Na segunda sessão do julgamento, depois da leitura do despacho judicial, Ricardo Sá Fernandes e Miguel Pereira, advogados das famílias de Hugo Abreu e Dylan da Silva, respetivamente, que se constituíram assistentes no processo, indicaram ao coletivo de juízes, presidido por Helena Pinto, que vão recorrer desta decisão. Ricardo Sá Fernandes acrescentou que o seu recurso “deve ter efeito suspensivo”.
O julgamento dos 19 militares do Exército, acusados de vários crimes relacionados com a morte dos dois recrutas dos Comandos, havia sido suspenso na primeira sessão, na quinta-feira, após o procurador do Ministério Público (MP), José Nisa, requerer que os pedidos de indemnização civis (PIC) apresentados solidariamente pelas famílias das vítimas contra o Estado e os arguidos fossem remetidos e julgados nos tribunais administrativos.
Já nesse momento, os advogados Ricardo Sá Fernandes e Miguel Pereira, opuseram-se à passagem dos PIC para julgamento nos tribunais administrativos, assim como outros advogados.
O coletivo de juízes, que tem como um dos auxiliares um coronel do Exército, dado estar em causa o envolvimento de militares, deu 48 horas para que todos os intervenientes se pronunciassem.
Hoje, o coletivo de juízes deu provimento ao requerimento do MP e decidiu que os PIC devem ser julgados nos Tribunais Administrativos e Fiscais, os quais “têm a competência material” para julgar a parte civil deste processo.
Dylan da Silva e Hugo Abreu, à data dos factos ambos com 20 anos, morreram e outros instruendos sofreram lesões graves e tiveram de ser internados durante a denominada ‘Prova Zero’ (primeira prova do curso de Comandos) do 127.º curso de Comandos, que decorreu na região de Alcochete, distrito de Setúbal, a 04 de setembro de 2016.
Em causa estão três PIC apresentados pelas famílias: os pais de Dylan da Silva pedem 400 mil euros enquanto a família de Hugo Abreu exige 300 mil euros, havendo ainda um terceiro pedido efetuado por um dos militares que ficou ferido.
Na sessão de hoje, a maioria dos arguidos indicou ao tribunal que, neste momento, não pretendem prestar declarações sobre os factos imputados na acusação do Ministério Público.
A juíza de instrução criminal Isabel Sesifredo decidiu, a 9 de março, levar a julgamento todos os arguidos nos exatos termos da acusação do Ministério Público, após a fase de instrução requerida por alguns dos arguidos.
_____
TAREFA 1: No excerto sobre o julgamento dos Comandos, que valor de indemnização pedem os pais de Dylan da Silva?
TAREFA 2: Prossiga o excerto sobre o julgamento dos Comandos a partir da última frase apresentada.

ENTRADAS FORNECIDAS:
_____
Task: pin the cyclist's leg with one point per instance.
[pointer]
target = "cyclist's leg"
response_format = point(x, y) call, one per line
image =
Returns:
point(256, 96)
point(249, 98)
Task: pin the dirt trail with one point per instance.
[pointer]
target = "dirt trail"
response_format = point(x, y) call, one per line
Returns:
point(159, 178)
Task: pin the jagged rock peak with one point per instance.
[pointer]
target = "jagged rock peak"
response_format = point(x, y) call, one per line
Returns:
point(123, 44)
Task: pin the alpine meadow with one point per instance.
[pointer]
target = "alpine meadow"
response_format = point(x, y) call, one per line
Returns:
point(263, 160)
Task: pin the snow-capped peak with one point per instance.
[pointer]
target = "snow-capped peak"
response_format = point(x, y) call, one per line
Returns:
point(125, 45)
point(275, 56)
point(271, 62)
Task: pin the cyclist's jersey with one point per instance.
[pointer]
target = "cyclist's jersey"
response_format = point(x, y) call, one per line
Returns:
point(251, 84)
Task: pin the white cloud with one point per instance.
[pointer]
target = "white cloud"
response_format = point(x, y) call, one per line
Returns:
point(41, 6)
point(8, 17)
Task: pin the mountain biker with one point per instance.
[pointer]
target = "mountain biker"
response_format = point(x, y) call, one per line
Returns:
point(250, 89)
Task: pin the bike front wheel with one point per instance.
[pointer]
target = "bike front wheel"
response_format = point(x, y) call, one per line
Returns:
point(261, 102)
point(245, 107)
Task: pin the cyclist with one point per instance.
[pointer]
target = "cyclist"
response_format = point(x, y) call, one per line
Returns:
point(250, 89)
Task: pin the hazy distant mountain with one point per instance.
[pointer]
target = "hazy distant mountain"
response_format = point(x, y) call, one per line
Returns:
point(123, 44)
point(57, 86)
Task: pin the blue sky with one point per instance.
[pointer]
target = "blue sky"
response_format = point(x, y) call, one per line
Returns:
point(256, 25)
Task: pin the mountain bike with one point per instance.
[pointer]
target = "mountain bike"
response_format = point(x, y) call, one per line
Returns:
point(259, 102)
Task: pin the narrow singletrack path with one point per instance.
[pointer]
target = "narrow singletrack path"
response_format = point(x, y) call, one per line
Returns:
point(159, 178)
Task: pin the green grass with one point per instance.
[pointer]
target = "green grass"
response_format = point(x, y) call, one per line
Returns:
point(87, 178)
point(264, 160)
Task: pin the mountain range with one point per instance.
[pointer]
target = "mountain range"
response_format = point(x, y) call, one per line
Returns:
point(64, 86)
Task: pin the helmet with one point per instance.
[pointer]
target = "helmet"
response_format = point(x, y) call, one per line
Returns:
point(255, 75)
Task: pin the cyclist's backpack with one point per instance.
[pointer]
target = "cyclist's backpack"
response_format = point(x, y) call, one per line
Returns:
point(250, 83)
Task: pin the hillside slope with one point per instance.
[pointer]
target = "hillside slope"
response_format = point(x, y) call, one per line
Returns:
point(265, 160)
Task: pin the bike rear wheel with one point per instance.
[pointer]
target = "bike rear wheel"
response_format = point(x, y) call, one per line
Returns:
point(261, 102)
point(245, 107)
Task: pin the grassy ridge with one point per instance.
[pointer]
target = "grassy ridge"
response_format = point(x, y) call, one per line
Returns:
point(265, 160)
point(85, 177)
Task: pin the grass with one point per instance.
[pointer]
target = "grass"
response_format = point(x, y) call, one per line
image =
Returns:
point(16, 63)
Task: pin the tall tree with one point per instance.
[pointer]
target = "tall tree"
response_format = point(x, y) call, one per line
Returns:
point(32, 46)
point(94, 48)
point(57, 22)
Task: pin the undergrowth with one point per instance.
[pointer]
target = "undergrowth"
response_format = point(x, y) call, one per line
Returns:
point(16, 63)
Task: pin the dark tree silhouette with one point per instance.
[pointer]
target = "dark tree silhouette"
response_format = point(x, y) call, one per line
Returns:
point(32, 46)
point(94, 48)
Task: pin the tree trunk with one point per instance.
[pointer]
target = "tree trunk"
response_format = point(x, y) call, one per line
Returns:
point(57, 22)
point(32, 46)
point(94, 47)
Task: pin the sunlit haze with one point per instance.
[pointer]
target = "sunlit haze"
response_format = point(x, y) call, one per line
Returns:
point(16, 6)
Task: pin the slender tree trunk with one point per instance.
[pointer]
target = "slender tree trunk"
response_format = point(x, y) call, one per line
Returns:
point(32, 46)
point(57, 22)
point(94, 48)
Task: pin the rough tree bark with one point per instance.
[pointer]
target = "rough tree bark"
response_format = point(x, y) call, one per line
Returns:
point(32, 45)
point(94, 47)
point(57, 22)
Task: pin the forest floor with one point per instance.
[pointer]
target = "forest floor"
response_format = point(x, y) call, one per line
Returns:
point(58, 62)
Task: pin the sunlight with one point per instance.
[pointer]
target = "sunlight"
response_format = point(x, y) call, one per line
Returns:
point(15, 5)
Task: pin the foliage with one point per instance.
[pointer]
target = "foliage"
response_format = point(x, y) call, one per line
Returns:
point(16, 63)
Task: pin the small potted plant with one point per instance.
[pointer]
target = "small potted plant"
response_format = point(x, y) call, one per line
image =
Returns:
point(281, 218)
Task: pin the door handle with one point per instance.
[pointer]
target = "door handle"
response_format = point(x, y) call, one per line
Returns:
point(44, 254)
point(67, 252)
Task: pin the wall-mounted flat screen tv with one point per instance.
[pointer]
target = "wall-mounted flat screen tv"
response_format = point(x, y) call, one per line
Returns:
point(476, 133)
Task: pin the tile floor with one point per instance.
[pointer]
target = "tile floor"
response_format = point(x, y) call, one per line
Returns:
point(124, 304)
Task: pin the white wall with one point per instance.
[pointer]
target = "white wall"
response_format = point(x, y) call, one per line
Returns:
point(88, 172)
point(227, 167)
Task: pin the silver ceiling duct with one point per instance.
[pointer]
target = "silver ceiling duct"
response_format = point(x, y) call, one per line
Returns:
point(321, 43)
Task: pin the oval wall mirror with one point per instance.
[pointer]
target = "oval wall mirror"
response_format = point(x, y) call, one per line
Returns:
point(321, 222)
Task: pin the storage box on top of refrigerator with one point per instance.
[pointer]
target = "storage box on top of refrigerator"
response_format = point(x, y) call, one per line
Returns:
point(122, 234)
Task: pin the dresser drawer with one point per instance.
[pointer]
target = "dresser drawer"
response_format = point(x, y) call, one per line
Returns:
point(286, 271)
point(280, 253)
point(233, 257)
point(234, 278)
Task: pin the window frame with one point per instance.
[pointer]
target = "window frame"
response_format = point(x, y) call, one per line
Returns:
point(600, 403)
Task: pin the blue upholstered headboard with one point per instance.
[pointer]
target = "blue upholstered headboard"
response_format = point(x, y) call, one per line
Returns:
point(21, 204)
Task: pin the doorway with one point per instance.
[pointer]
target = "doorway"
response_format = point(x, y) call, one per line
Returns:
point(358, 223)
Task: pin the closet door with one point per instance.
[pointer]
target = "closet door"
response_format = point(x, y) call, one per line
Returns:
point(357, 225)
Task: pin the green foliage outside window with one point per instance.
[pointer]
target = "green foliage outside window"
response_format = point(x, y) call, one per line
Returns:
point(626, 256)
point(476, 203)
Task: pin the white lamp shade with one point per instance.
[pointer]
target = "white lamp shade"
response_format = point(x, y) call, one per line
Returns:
_____
RESULTADO DA TAREFA 1: Os pais de Dylan da Silva pedem 400 mil euros.

RESULTADO DA TAREFA 2:
Em junho do ano passado, o MP deduziu acusação contra os 19 militares, considerando que os mesmos atuaram com “manifesto desprezo pelas consequências gravosas que provocaram” nos ofendidos.
“Desde o início da denominada ‘Prova Zero’, os formandos foram confrontados com comportamentos profundamente violentos dos formadores e só o medo da prática de comportamentos ainda mais violentos que caracterizaram a atuação de todos os formadores, do diretor da prova, do comandante de Companhia e até da equipa sanitária — médico e enfermeiro -, justificou que os formandos tenham permanecido durante a noite do dia 04 de setembro de 2016 no Campo de Tiro de Alcochete”, frisa o MP.
A acusação acrescenta que, ao sujeitarem os ofendidos a essa “penosidade física e psicológica” durante a recruta, todos os arguidos sabiam que “excediam os limites” permitidos pela Constituição e pelo Estatuto dos Militares da Forças Armadas e “colocaram em risco a vida e a saúde dos ofendidos, o que aconteceu logo no primeiro dia de formação”.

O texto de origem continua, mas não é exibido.